*** Brano da leggere ***

Il 2020 non è ancora finito ma rimarrà per sempre indelebilmente scolpito nella nostra memoria collettiva come uno degli anni più sfortunati di sempre: iniziato con gli incendi che hanno sconvolto l’ecosistema australiano, proseguito con l’allagamento a seguito di piogge violentissime di Giacarta e il risveglio, dopo 140 anni di placido sonno, del vulcano Krakatoa in Indonesia, culminato con la devastante pandemia mondiale tutt’ora in atto. Più che un’annata, il 2020 è una colonoscopia. Il mondo è impazzito, tutti brancolano nel buio, le certezze si sgretolano. Ma per un settore merceologico molto specifico quest’anno bisestile (che ha ben tre venerdì 17 nel suo calendario) rappresenta forse l’inizio di una nuova età dell’oro dopo oltre un decennio di tenebra. È strano dirlo a pochi giorni dalla prematura scomparsa di uno dei suoi ambasciatori più leggendari, Eddie Van Halen, ma non ci sono dubbi: il 2020 è l’anno della chitarra.

***

» Uso delle informazioni
1) Rispondi alle seguenti domande sul brano dedicato al 2020:
(a) Dopo quanti anni di sonno si è risvegliato il vulcano Krakatoa?
(b) Quanti venerdì 17 conta il calendario del 2020?
(c) Di quale chitarrista si ricorda la prematura scomparsa?
2) Riprendi il brano sul 2020 come anno della chitarra e proseguilo a partire dall'ultima frase.
I record non hanno alcun ruolo in questo lavoro.

*** Materiale estratto ***

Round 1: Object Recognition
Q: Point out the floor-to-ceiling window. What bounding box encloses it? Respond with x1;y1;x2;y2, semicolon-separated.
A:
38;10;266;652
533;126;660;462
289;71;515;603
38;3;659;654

***

» Risposte per punto
1)
(a) Dopo 140 anni.
(b) Tre.
(c) Eddie Van Halen.

2)
Fino a non molto tempo fa questo strumento, uno dei più amati e più diffusi era decisamente in cattive acque. Dopo il boom degli anni ’60, il consolidamento dei ’70, il funambolismo edonistico degli ’80 e il grunge degli anni ’90, le vendite di chitarre elettriche e acustiche nel mondo a partire dagli anni 2000 hanno subito un lento ma apparentemente inesorabile declino. Le ragioni sono in generale attribuite all’invecchiamento dei boomer e al cambiamento dei gusti dei millennial, sedotti dal pop spettacolare stile Beyoncé, dal rap, dall’elettronica: fare il producer era ormai più cool che essere il guitar hero di una rock band, anche perché puoi farlo davanti a un Mac in pantofole e caffè invece che su un furgone che puzza di urina e sudore carico di strumenti, ampli, effetti, cavi diretto verso un bar/piadineria sullo svincolo per Cavriago. Che fosse vero o no, le chitarre che prendevano polvere nelle vetrine dei pochi negozi di musica superstiti puzzavano ormai di cadavere in decomposizione.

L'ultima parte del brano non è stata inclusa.